## What this task involves
Carry on the interview with Jackthreads founder Jason Ross, picking up right after its last sentence.

## Source passage
───

Hypebeast Trade: Jason Ross of Jackthreads
After graduating from Ohio State University with a degree in Finance, Jason Ross and a good friend started a sports marketing firm. With two years of less than ideal work under its belt, Ross dismantled the firm citing a lack of passion to really excel in a saturated industry. Returning to the drawing board in search of a passionate trade, Ross drew up a concise business plan after countless hours of research for a flash-sale website catered to young men interested in streetwear fashion. After a few years of development, the Ohio-native launched Jackthreads in July of 2008 offering only six brands with invite only, limited-time sales. Today, Jackthreads now works under the Thrillist umbrella housing hundreds of brands, over a million subscribers, and an interactive mobile app, all the while stacking multimillion dollar revenues. Still in control of his company’s day-to-day operations, Jason Ross sits down for our Hypebeast Trade series to discuss the evolving e-commerce world, specifically flash-sale sites, the growth and structure of his brand, the importance of social media and the difficulties in working out of Ohio.
Can you introduce yourself and your role at Jackthreads?
I’m Jason Ross, founder & CEO of leading men’s flash-sale e-commerce retailer Jackthreads.com. I launched the company about four years ago out of my bedroom in Columbus, Ohio. We differentiated ourselves from the start by targeting guys in the better streetwear and contemporary fashion niche. Today, we’ve got nearly 2 million members and we’re working with over 500 brands. I oversee the day-to-day operations and manage a team of over 65 employees, traveling back and forth between our headquarters in Columbus, and our offices in New York City.
Can you provide an overview of your company structure?
Jackthreads consists of a number of teams and departments including Production, Merchandising, Fulfillment and Customer Service, HR, Marketing, Communications, Accounting, etc. We’ve got offices in Columbus, OH and New York City with a staff of 65, as well as a warehouse in Brooklyn with a large additional workforce on top of the core team. In 2010, we were acquired by men’s lifestyle brand Thrillist and earlier this year, the three brands under the Thrillist umbrella – Thrillist.com, Jackthreads and local experiences platform Thrillist Rewards – converged to create the Thrillist Media Group. The business is made up of a talented and diverse team with the experience necessary to both work and play hard in a high growth business environment.
The site spiked from $5 million in revenue in 2010 to $25 million in 2011. What do you attribute this surge to and is a similar increase projected to round out 2012?
Our growth can be attributed to a number of things. First and foremost, we’ve been fortunate enough to successfully attract and retain a very talented team to help drive the business forward. Our hiring plans were aggressive in late 2010 through 2011, and the team has helped out tremendously in enabling this growth.
We’ve also been focused on delivering an amazing customer experience, and improving on that experience every single day. We’re working hard to make sure we’re bringing the most relevant product and brands to our audience, offering a compelling shopping experience, and retaining and developing supplier relationships along the way.

───

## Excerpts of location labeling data
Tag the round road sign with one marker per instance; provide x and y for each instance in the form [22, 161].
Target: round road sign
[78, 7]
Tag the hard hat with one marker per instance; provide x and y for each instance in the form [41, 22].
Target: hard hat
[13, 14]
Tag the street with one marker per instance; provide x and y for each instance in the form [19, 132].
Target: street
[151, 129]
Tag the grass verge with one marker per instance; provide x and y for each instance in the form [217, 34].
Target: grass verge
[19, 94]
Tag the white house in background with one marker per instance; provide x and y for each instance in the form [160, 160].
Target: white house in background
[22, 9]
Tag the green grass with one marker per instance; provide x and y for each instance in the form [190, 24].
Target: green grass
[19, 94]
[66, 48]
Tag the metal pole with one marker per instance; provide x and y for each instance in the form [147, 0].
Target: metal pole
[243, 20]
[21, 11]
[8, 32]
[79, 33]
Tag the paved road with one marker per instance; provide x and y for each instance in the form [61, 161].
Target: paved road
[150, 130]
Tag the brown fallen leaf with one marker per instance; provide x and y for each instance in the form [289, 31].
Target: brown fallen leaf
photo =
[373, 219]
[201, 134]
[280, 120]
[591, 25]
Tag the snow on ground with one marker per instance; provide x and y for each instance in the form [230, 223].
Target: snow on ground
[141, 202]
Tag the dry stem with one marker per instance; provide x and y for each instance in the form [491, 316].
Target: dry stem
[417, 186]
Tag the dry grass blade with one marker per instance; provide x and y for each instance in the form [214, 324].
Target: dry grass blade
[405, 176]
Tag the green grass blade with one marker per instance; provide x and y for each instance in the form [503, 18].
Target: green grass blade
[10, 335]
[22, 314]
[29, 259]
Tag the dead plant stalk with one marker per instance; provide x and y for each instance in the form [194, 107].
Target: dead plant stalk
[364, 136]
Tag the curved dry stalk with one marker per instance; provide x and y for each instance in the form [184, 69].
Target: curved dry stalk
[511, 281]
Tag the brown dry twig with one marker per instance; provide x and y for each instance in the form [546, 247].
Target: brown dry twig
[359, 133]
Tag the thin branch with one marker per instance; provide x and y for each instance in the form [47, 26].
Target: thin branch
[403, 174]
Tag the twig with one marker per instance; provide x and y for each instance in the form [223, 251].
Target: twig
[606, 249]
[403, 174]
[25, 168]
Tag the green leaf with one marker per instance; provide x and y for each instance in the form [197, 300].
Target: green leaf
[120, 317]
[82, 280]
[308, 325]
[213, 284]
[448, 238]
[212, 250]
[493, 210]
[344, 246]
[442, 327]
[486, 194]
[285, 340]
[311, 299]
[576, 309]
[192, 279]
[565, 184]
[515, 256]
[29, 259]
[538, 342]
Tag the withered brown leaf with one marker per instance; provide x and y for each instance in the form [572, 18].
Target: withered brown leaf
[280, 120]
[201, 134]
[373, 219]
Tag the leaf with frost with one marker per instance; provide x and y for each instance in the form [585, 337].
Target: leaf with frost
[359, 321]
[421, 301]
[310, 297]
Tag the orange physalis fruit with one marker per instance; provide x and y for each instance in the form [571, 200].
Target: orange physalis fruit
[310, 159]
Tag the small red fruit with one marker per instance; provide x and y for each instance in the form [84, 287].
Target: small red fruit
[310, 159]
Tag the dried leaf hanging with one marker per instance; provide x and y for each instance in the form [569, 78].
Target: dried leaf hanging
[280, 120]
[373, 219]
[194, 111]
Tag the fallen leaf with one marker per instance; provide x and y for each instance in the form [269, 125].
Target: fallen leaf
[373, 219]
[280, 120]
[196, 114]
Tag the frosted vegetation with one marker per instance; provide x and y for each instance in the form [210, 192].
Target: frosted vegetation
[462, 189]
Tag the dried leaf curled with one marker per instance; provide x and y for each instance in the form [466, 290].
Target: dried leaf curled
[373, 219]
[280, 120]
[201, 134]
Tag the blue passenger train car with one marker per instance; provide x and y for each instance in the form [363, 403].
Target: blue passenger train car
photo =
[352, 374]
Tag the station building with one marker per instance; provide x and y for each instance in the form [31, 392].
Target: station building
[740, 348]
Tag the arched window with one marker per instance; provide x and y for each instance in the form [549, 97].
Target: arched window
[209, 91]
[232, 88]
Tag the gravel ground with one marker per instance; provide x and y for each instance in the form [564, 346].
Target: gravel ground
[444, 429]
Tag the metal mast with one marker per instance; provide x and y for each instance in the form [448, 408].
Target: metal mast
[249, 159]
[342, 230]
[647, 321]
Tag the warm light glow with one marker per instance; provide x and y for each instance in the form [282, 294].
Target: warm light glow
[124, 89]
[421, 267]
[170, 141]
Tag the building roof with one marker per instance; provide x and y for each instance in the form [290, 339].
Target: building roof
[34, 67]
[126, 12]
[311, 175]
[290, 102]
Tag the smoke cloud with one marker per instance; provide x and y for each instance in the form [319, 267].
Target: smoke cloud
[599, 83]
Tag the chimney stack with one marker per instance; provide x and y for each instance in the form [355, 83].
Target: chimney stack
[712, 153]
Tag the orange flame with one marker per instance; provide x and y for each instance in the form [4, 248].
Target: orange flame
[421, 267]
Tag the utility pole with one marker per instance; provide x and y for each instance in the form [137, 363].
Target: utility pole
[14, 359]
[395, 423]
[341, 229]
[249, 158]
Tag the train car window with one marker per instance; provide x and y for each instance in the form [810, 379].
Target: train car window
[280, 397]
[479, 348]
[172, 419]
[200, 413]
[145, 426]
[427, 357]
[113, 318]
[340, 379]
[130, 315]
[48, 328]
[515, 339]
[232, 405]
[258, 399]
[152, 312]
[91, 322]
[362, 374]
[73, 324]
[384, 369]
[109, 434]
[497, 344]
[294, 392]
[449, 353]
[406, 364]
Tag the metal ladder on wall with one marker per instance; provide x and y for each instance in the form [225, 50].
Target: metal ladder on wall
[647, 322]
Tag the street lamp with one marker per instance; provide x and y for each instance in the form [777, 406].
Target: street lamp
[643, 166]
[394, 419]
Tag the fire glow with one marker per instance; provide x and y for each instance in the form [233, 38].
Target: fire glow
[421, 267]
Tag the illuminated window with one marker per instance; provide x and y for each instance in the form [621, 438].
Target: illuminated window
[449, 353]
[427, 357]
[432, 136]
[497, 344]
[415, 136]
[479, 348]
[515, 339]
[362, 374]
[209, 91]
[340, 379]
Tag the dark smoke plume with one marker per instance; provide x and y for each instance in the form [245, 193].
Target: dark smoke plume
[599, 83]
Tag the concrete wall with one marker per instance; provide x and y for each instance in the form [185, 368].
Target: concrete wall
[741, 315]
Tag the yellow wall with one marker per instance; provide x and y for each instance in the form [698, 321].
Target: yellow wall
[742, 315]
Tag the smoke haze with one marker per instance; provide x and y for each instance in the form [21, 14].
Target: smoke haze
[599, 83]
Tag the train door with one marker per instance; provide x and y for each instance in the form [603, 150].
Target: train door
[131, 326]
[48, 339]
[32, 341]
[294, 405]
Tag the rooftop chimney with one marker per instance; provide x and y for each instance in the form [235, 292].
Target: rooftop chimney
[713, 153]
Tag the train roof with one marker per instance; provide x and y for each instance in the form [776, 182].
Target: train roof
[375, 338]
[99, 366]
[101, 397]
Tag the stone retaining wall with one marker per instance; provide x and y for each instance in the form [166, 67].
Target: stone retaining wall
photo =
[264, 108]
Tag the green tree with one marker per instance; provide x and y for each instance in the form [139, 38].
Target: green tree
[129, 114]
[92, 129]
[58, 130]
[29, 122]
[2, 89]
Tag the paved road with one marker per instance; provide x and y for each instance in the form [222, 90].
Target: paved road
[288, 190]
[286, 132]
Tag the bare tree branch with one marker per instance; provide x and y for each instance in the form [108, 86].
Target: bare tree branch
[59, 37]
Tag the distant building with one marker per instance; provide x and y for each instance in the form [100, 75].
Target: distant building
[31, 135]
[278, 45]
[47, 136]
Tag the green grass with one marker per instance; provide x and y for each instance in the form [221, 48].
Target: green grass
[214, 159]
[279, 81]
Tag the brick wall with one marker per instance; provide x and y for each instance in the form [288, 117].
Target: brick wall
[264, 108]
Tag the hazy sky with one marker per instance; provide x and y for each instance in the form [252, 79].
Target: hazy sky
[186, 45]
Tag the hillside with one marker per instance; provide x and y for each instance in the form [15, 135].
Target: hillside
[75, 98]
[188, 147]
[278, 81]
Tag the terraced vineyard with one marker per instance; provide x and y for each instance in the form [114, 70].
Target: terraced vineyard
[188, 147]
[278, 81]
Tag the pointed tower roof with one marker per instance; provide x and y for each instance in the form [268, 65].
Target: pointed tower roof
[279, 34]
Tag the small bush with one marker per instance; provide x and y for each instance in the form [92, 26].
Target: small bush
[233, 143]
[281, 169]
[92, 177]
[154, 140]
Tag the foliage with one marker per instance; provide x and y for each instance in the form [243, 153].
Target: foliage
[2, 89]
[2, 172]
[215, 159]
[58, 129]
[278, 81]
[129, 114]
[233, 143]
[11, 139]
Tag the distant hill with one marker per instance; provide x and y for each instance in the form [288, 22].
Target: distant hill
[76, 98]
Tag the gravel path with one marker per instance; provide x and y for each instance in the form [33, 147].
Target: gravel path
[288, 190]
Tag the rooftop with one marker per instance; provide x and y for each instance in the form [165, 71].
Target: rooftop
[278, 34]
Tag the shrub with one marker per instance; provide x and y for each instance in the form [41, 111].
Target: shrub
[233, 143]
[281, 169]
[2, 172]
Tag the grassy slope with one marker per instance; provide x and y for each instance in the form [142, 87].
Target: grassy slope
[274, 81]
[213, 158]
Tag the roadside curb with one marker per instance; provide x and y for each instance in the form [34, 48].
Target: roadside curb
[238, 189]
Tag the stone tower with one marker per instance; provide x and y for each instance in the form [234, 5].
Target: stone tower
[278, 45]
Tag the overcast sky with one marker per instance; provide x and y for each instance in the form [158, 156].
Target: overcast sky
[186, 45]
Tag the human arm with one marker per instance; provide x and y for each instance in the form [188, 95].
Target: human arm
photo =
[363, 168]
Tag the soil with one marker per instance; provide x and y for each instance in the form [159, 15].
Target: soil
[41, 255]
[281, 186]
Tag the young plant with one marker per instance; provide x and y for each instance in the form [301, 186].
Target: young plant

───

## Answer to this exercise
The Thrillist acquisition also helped drive a significant amount of revenue growth. There was a great deal of audience crossover, so we knew their readers were highly valuable Jackthreads customers. Once we plugged the Jackthreads brand into their audience, the growth happened extremely quickly. Over the last two years post-acquisition, we’ve been able to seamlessly meld the two companies together which has benefitted the Jackthreads brand in a big way. And 2012 is on track to be our biggest year of growth in company history.
During the initial founding of the site, was it difficult to get brands on board given that Jackthreads did not have the same leverage that it currently does in terms of audience/success/platform?
Acquiring brands in the early days was much different than it is today. Since at the time, I had about $100 to my name and zero industry connections, it definitely required a ton of persistence and hustle. In order to pitch brands, I made a lot of phone calls and attended a lot of tradeshow. I started in 2006 and so at that time, most people hadn’t yet heard of the flash-sale business model, which made the pitch that much more difficult. It’s funny to think back on it now, but it took two-and-a-half years to get six brands to work with us. We do that now on a good day.
Another important component of our supplier growth is that we’ve been careful to build a solid reputation in the industry. We’ve always looked at the relationship with the brands we sell as being just as important as our relationship with customers. Staying true to that philosophy has enabled our growth in a big way.
Coming from Columbus, Ohio, was there a barrier to entry into the world of fashion – particularly entering with a “flash-sale” business model?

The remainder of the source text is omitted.